EXERCISE PROMPT -
Repeat precisely, and only, the lines between the line containing "Expected: one point per instance of the brown spot" and the end of the listing below, both ends included.

DATA TO USE -

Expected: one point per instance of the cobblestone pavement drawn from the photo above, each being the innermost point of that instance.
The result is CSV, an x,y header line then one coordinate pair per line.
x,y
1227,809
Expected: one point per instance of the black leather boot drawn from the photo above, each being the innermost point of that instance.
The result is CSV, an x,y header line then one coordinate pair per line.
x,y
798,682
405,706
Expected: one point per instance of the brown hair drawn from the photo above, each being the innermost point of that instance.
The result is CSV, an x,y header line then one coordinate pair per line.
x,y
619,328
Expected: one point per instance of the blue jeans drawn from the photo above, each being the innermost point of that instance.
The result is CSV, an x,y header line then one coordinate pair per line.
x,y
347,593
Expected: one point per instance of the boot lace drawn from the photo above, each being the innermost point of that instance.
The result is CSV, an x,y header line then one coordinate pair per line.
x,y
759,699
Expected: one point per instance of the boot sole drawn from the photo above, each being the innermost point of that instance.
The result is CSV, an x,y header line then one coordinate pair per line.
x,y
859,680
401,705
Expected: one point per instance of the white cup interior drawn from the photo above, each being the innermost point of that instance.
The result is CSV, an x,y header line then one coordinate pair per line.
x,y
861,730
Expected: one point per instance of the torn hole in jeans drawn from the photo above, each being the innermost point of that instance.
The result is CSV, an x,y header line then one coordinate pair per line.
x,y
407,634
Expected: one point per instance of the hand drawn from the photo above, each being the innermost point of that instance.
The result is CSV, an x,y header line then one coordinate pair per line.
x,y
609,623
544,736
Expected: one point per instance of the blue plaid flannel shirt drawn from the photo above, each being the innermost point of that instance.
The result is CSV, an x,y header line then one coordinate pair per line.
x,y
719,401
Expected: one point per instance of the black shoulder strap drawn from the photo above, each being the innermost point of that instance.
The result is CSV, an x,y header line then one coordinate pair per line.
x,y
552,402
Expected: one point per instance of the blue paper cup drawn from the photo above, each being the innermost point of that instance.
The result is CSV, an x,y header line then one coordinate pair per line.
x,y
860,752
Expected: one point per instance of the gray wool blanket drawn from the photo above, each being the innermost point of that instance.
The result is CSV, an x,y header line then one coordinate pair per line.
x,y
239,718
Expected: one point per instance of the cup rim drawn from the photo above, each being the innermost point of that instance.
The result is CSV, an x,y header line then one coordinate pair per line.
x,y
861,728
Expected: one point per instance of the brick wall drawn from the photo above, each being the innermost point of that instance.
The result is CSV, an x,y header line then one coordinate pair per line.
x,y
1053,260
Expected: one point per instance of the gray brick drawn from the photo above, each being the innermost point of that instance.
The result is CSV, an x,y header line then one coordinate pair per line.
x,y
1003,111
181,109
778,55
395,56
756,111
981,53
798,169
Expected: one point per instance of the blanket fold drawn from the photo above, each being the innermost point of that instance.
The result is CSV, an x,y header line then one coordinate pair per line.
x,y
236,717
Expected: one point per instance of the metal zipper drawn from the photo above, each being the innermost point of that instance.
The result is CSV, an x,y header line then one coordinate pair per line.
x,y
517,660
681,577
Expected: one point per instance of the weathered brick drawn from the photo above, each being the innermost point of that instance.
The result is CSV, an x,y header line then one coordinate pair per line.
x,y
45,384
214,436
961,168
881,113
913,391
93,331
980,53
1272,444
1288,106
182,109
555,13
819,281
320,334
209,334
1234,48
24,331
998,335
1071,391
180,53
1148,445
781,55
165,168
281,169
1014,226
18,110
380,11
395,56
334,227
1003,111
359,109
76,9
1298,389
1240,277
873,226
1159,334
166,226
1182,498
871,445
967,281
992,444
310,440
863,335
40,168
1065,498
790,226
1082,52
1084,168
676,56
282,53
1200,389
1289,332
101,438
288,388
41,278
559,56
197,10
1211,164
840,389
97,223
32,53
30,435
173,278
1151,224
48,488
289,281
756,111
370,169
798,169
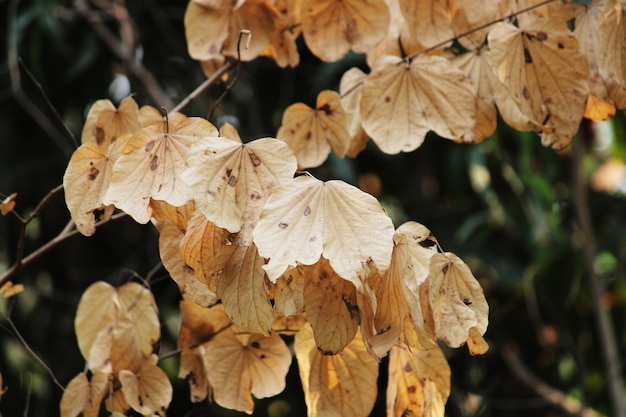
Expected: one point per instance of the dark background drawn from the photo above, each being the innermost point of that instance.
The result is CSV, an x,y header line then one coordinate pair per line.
x,y
517,230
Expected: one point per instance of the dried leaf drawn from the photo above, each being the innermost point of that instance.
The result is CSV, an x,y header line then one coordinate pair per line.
x,y
330,28
402,102
310,133
306,218
342,385
457,300
331,307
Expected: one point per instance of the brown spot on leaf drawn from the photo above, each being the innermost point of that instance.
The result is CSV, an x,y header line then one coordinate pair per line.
x,y
254,159
527,57
93,173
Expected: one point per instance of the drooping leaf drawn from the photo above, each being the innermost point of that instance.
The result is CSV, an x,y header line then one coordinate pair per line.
x,y
331,307
241,288
401,102
419,382
306,218
310,133
330,27
457,300
231,182
342,385
151,166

TASK ANSWER -
Expected: one point per instance of the brown spot on leaf drawn from the photo above, each being the innermost point of that instance.
The result is CSV, an x,y header line then one coordinate pair per line.
x,y
254,159
527,57
93,173
Expected: one point per instance of the drooping leaf drawn from the photo above, each being the innermost point of that instance.
The result is CSV, an x,y header line then one coordinate pair per line.
x,y
331,307
241,288
401,102
419,382
306,218
310,133
330,27
457,300
231,182
342,385
151,166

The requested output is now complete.